[Source text start]

The banana magnate Álvaro Noboa (of the Partido Renovador Institucional de Acción Nacional [Prian] party) confounded the slow start to his campaign and poor showing in many opinion polls, to emerge as - at least after the official counting of 80% of the ballot-boxes - the marginal winner of the first-round election, with 26.24% of votes. Former finance minister Rafael Correa (of the Alianza País [AP]), who had led many polls for the last weeks of the campaign, was a close second, on 23%.

The clear lead of the two frontrunners, coupled with the fact that together they received only around half of the popular vote, creates a pressure on them to appeal to supporters of other candidates in the second round (some of who, performed respectably in particular areas - Gilmar Gutiérrez, younger brother of former president Lucio Gutiérrez, for example, gained more than 70% of the vote in his native Napo province).

The tight nature of the result, the persistent claims of fraud that have attended it, allied to the vastly opposing ideologies of these two men, mean that the campaign now leading up to the 26 November run-off is likely to be acrimonious as well as hard-fought.
Already on election night, as it became clear who the two finalists were, Noboa was firing the opening salvos. "Correa's stance is communist, dictatorial, the same as Cuba's, whereas I am proposing we become like Spain, Chile, the United States or Italy", he said. His opponent also went on the offensive. "The same old lot, who fritter money away, fritter demagoguery and insult the dignity of Ecuadorians, want to continue dominating us," Correa declared.

The crisis of the parties

The fragmented nature of politics in this nation of 13 million - along geographical, ethnic and ideological lines - is reflected in the fact that thirteen candidates competed in the first-round ballot. This political division has seen seven presidents come and go over the last ten years, three of them ousted before the end of their four-year tenure. Neither Noboa nor Correa has the kind of established support to guarantee this would not happen again under their leadership. But despite the enormous differences between these two candidates, who seem to have little in common apart from their birthplace of Guayaquíl and professed Christian beliefs, each acutely reflects Ecuadorians' clamour for a completely different kind of society and lifestyle.

The 43-year-old Correa began the campaign as a rank outsider, a former finance minister who boasted of his friendship with Venezuela's Chávez and whom few gave any chance of ever reaching the presidency. Nonetheless, his platform and charisma made him the most talked-about candidate on the campaign trail. Born into a lower-middle class Guayaquíl family, he taught economics at a Quito university and studied in Chicago and Belgium before a four-month stint as finance minister under current president Alfredo Palacio. But it is his planned political reforms, rather than his economic proposals, which hogged the limelight during the election campaign.

[Source text end]

Direction 1 | Convert the entries from the line containing "Practice step: set one point on each instance of the large" through the last line of the entries into a Markdown table with the columns Row and Entry line. Leave out blank lines, and include only those lines.
Direction 2 | Carry on the text about Ecuador's presidential election from its last sentence.

[Data section start]

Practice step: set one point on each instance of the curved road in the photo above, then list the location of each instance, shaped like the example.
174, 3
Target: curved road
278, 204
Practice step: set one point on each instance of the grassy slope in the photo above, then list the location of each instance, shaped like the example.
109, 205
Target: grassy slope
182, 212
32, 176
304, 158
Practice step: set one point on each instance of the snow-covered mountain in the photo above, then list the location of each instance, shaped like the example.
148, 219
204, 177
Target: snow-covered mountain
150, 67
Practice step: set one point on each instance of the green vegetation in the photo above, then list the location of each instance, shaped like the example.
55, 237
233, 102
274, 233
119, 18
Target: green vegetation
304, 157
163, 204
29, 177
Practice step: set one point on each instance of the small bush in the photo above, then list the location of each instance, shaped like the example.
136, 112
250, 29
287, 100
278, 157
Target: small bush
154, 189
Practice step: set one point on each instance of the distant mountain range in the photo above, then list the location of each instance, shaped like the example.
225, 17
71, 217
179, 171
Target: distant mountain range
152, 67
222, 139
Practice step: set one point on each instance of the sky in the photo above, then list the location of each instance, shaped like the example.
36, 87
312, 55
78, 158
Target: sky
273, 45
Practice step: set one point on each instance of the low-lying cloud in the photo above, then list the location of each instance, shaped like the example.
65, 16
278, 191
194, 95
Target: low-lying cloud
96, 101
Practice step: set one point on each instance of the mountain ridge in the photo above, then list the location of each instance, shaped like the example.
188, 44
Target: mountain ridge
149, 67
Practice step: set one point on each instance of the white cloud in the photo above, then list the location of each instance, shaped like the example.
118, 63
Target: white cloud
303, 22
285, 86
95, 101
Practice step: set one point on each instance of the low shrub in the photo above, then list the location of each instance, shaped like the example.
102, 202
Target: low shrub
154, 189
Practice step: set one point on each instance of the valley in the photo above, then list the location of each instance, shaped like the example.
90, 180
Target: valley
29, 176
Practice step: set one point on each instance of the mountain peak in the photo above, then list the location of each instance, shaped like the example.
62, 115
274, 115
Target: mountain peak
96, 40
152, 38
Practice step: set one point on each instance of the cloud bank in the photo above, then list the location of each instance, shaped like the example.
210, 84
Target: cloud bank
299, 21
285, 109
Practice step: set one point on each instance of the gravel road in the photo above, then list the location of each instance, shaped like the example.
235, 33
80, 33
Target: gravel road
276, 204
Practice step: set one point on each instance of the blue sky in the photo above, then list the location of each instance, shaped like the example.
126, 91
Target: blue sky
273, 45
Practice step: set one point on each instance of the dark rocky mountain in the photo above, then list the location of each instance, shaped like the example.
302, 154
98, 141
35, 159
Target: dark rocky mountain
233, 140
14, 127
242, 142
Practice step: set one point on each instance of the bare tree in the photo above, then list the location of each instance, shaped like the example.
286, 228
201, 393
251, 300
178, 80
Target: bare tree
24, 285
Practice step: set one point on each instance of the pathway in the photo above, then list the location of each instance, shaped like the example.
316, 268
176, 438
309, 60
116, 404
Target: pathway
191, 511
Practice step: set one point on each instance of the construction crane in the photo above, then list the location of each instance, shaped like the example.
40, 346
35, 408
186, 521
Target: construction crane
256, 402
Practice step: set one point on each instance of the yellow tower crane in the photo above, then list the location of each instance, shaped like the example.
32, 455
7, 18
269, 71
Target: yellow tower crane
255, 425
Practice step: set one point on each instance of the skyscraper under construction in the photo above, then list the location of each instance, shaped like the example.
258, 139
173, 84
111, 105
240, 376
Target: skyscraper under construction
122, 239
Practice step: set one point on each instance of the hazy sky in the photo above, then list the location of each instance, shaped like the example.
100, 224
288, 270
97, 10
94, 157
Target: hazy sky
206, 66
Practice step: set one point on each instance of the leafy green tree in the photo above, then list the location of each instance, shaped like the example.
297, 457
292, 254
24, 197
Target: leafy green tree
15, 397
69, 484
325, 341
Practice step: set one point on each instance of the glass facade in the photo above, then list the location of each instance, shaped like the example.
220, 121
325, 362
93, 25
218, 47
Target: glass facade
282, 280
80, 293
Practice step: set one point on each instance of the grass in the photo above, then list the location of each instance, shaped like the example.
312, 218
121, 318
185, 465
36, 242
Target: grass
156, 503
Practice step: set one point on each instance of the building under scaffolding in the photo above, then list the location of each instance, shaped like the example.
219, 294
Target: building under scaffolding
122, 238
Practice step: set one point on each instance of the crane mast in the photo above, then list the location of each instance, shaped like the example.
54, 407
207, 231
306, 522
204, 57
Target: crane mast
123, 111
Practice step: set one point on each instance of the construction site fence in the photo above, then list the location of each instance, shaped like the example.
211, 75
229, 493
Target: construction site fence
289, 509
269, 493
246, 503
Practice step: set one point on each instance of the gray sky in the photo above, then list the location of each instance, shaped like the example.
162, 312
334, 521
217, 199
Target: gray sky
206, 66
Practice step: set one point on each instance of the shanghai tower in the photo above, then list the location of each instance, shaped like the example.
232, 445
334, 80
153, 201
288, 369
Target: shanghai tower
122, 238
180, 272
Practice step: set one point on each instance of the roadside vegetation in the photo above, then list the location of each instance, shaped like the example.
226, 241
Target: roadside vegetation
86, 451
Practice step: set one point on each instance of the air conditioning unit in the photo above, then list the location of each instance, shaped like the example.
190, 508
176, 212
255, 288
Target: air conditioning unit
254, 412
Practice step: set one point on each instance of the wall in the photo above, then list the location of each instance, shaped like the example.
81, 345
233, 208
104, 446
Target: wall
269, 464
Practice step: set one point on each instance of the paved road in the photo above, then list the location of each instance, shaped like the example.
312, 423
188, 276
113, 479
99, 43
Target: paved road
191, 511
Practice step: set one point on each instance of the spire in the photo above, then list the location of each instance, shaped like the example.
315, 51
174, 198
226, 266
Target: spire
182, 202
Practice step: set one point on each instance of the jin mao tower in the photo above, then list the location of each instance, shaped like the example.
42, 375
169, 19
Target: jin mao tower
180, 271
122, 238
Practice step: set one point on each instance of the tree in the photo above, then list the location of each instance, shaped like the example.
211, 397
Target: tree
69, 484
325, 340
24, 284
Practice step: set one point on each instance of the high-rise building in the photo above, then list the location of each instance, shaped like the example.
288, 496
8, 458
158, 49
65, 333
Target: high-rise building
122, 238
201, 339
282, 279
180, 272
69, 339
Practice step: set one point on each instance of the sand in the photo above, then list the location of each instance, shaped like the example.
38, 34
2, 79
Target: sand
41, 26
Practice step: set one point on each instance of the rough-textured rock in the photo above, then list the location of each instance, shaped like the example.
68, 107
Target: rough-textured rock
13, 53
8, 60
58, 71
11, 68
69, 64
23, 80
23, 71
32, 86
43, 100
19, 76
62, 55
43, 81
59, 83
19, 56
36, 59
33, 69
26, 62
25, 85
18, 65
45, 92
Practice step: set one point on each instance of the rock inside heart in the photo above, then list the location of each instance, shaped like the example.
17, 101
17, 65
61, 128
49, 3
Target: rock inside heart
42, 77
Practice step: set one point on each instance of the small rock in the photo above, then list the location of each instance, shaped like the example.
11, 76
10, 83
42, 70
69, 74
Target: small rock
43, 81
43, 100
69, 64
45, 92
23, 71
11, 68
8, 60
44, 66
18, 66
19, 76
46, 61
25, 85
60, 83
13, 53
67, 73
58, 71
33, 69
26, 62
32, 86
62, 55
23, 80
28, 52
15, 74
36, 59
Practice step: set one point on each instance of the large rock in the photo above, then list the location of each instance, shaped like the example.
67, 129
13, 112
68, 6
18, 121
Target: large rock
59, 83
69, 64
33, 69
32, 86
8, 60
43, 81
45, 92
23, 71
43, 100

[Data section end]

Output 1 |
| Row | Entry line |
|---|---|
| 1 | Practice step: set one point on each instance of the large rock in the photo above, then list the location of each instance, shaped like the example. |
| 2 | 67, 129 |
| 3 | 13, 112 |
| 4 | 68, 6 |
| 5 | 18, 121 |
| 6 | Target: large rock |
| 7 | 59, 83 |
| 8 | 69, 64 |
| 9 | 33, 69 |
| 10 | 32, 86 |
| 11 | 8, 60 |
| 12 | 43, 81 |
| 13 | 45, 92 |
| 14 | 23, 71 |
| 15 | 43, 100 |

Output 2 |
"We don't have political parties here, what we have are organised mafias who defend vested interests," Correa said halfway through his efficiently run campaign. Presenting himself as "a humanist, leftist Christian," he espouses what he calls "a civic revolution." Dressed in the trademark lime green of his Alianza País movement, Correa's main campaign prop was a belt he brandished, promising to "give a whipping" to corruption and traditional politicians (his name, Correa, means "belt" in Spanish). This is a symbol of the deep-rooted shake-up of the political system which he plans to instigate as president, starting with the establishment of a constituent assembly which would rewrite the constitution.

"We're looking at a major crisis of the political parties. The Ecuadorian people have had enough of them and the parties only have themselves to blame," says sociologist Simon Pachano of the Latin American Faculty for Social Sciences (Flacso). "Ecuadorians are not only anti-party right now, but they are against the whole system. So a candidate who presents himself as being against the parties is going to have a great deal of support."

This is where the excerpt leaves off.